**DIRECTIONS:** Write out exactly, with no other output, the lines below from the one that contains "of the desert" through the end.

(Dataset rows)
——

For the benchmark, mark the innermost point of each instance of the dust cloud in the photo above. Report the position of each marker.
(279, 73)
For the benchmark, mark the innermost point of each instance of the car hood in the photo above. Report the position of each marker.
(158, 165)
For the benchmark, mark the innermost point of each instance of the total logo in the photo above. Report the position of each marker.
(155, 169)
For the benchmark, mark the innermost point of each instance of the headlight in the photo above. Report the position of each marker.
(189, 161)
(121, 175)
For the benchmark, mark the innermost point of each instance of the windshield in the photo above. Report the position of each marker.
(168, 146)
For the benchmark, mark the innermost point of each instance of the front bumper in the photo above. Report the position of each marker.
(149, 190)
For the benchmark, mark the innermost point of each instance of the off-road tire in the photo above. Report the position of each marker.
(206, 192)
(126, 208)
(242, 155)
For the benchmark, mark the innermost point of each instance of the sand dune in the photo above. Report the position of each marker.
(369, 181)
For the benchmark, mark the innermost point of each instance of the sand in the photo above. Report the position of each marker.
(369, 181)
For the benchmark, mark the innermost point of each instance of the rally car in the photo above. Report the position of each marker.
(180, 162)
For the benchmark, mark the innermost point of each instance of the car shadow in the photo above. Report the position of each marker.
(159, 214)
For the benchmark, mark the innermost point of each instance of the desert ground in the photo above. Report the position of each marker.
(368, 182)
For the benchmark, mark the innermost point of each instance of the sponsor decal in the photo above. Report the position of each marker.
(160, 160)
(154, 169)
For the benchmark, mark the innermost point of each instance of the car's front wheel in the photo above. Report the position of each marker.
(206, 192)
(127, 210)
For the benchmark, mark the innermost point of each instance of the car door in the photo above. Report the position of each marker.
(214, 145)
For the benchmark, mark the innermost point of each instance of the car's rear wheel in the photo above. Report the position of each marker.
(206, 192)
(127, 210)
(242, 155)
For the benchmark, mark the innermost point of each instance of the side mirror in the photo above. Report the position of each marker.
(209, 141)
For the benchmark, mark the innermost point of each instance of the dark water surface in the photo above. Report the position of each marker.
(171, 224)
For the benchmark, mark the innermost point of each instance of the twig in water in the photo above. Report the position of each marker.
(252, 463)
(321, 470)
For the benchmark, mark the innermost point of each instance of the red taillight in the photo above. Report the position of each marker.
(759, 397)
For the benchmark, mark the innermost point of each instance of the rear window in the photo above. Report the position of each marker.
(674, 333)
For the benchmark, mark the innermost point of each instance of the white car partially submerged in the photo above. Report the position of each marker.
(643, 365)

——

**CORRECT OUTPUT:**
For the benchmark, mark the innermost point of each instance of the desert ground in the photo above. Report the position of each marker.
(368, 182)
For the benchmark, mark the innermost point of each instance of the sponsor decal in the photo above. Report the position of each marker.
(160, 160)
(154, 169)
For the benchmark, mark the innermost point of each instance of the car's front wheel in the photo above. Report the position of each marker.
(206, 192)
(127, 210)
For the benchmark, mark the innermost point of each instance of the car door in the photo above. Report the position of each marker.
(214, 145)
For the benchmark, mark the innermost point of each instance of the car's rear wheel in the photo above. Report the position of each marker.
(206, 192)
(127, 210)
(242, 155)
For the benchmark, mark the innermost point of each instance of the side mirror in the photo above. Report the position of each marker.
(209, 141)
For the benchmark, mark the innermost point of each instance of the dark water surface in the photo above. Report the position of each marker.
(171, 224)
For the benchmark, mark the innermost point of each instance of the twig in water in the photo above. Report the position of each marker.
(252, 463)
(321, 470)
For the benchmark, mark the innermost point of each instance of the red taillight in the photo above. Report the position of each marker.
(759, 397)
For the benchmark, mark the innermost point of each instance of the rear window in the photo above. Report the position of each marker.
(674, 333)
For the benchmark, mark the innermost point of each instance of the white car partially submerged in the photo above. Report the position of each marker.
(643, 365)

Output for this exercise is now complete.